The fact that Yee has appeared everywhere from People to Yoga Journal, preaching about how yoga has helped his marriage and family life with three children, hasn't done much for his credibility. Following the 2002 lawsuit, he acknowledged he had sexual relationships with his students. Yee said, “I’ve never had one-night affairs, but deep friendships that moved into sexuality.” Yee is now divorced and remarried to Colleen Saidman, one of his students.
In 1994, Amrit Desai of the Kripalu Center for Yoga and Health in Lennox, Mass., resigned after admitting that he'd had affairs with three female followers - an ironic development, given that he'd made celibacy a cornerstone of his teaching.
In fact, sex between students and teachers became so prevalent that the California Yoga Teachers Association deplored it as immoral and called for high standards in 1995.
The Speedo-clad Bikram thinks the gurus are the ones being victimized. Defending the behavior of Yee and Desai, Bikram says he himself was actually blackmailed several times into having sex with students. "What happens when they say they will commit suicide unless you sleep with them?" he says. "What am I supposed to do? Sometimes having an affair is the only way to save someone's life." Really?
In 2010, yoga teacher Steven Jon Roger was sentenced to jail for sexual misconduct in Colorado. In the “Graspin’ Aspen” case, Roger’s guilty verdict will require him to register as a sex offender. Judith Hanson Lasater, Ph.D., commented that unlawful touching of female students by male yoga teachers happens all the time and it won’t stop until victims start speaking up.

_Supplied data_
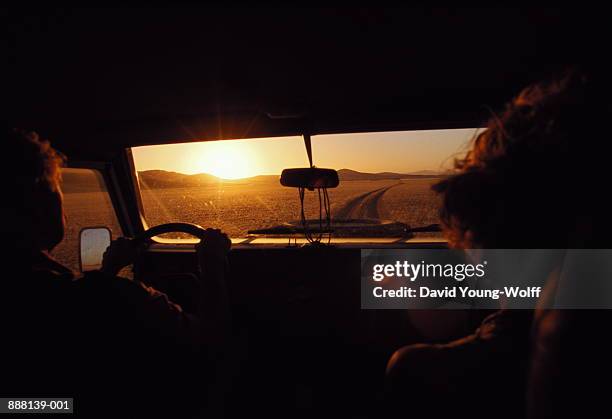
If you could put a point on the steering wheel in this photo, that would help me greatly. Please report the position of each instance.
(188, 228)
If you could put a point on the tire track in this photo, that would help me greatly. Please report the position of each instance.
(364, 205)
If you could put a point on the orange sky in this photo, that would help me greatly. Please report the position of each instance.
(405, 151)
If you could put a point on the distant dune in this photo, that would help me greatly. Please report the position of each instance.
(160, 179)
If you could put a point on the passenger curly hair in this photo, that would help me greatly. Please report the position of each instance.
(31, 177)
(534, 173)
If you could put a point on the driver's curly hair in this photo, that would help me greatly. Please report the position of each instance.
(534, 172)
(38, 169)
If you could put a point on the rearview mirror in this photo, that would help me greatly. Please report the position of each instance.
(310, 178)
(93, 242)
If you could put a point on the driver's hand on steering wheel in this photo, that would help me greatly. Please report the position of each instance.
(122, 252)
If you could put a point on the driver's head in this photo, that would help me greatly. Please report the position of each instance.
(32, 214)
(537, 176)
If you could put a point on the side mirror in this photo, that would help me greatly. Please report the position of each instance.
(93, 242)
(310, 178)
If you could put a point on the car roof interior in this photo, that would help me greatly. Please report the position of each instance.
(135, 77)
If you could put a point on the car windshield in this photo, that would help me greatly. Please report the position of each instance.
(384, 191)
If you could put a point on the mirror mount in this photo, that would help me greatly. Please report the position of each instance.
(309, 178)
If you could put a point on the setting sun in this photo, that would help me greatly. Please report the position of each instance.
(226, 161)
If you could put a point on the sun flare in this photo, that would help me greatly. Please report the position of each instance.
(226, 161)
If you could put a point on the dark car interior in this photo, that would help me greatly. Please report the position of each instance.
(100, 81)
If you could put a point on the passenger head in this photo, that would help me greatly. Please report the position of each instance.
(537, 175)
(32, 214)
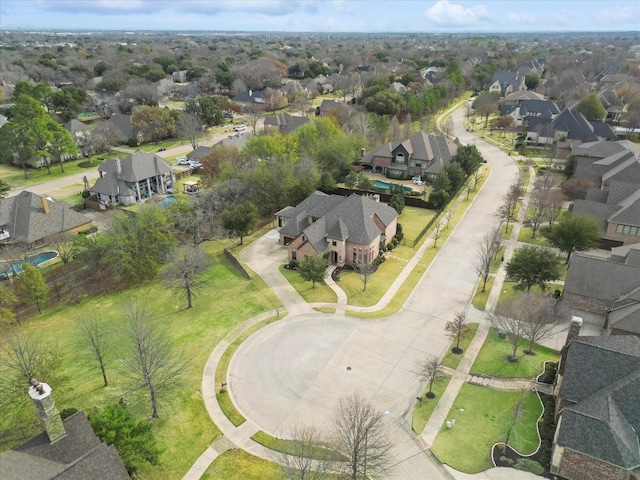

_Aim_
Extend the passage on sexual misconduct by yoga teachers, picking up right after its last sentence.

_Response_
In many styles of yoga, teachers touch students to adjust their pose. But touching an erogenous body part is unacceptable and unethical. I remember a class with David Swenson called Hands-on Adjustment. When appropriate, a good adjustment can be as simple as a finger bringing awareness to an area. He cautioned us to avoid “high voltage areas” and if you do accidentally brush or touch, to admit and apologize. Wise words!
Unfortunately for the victims, cases cannot be prosecuted without victims’ disclosing their identities. In the case of yoga teacher and author, Mark Stephens, his victims were married women with children because he knew they aren’t going to leave their husbands if they have kids. One of his victims says she was in a pose and he came over and wrapped his whole
body around her. In another class, he came up behind her while in downward facing dog and thrusted into her from behind. You rarely see male teachers doing this to male students! Honestly…there is no reason for full-contact style adjusting.
Even if a woman does speak up, what will happen? Most yoga teachers don’t have licenses to strip away. The industry remains largely unregulated. There is no yoga organization likely to kick you out and keep you from teaching. In fact, while Stephens was terminated from the studio he taught at, he just opened up his own studio. And the allegations against Stephens get worse (i.e. rape) which I won’t get into here. It’s very disturbing since this is a yoga teacher that trains others to be yoga teachers!
The wholesome image of yoga took another hit. The latest attention sucking scandal involves John Friend, the creator of Anusara Yoga, who was accused of and apologized in a public interview about sexual misconduct with students, teachers and married women. The New York Times labeled Friend the “Yoga Mogul” and compared him to a rock star, claiming female students flocked to him, giggling as they encircled him and pressed hotel keys into his hands. (Which at the time he denied.)
Not only was he accused of using his position to have sex with followers, there were allegations over pension freezing and violations of the Employee Retirement Income Security Act (ERISA) as well as shipping drugs to the homes of his assistants. One of the largest growing yoga schools in the world, it’s shocking to discover that the leader of this influential yoga system is not walking his talk. And the apparent hypocrisy upset many followers.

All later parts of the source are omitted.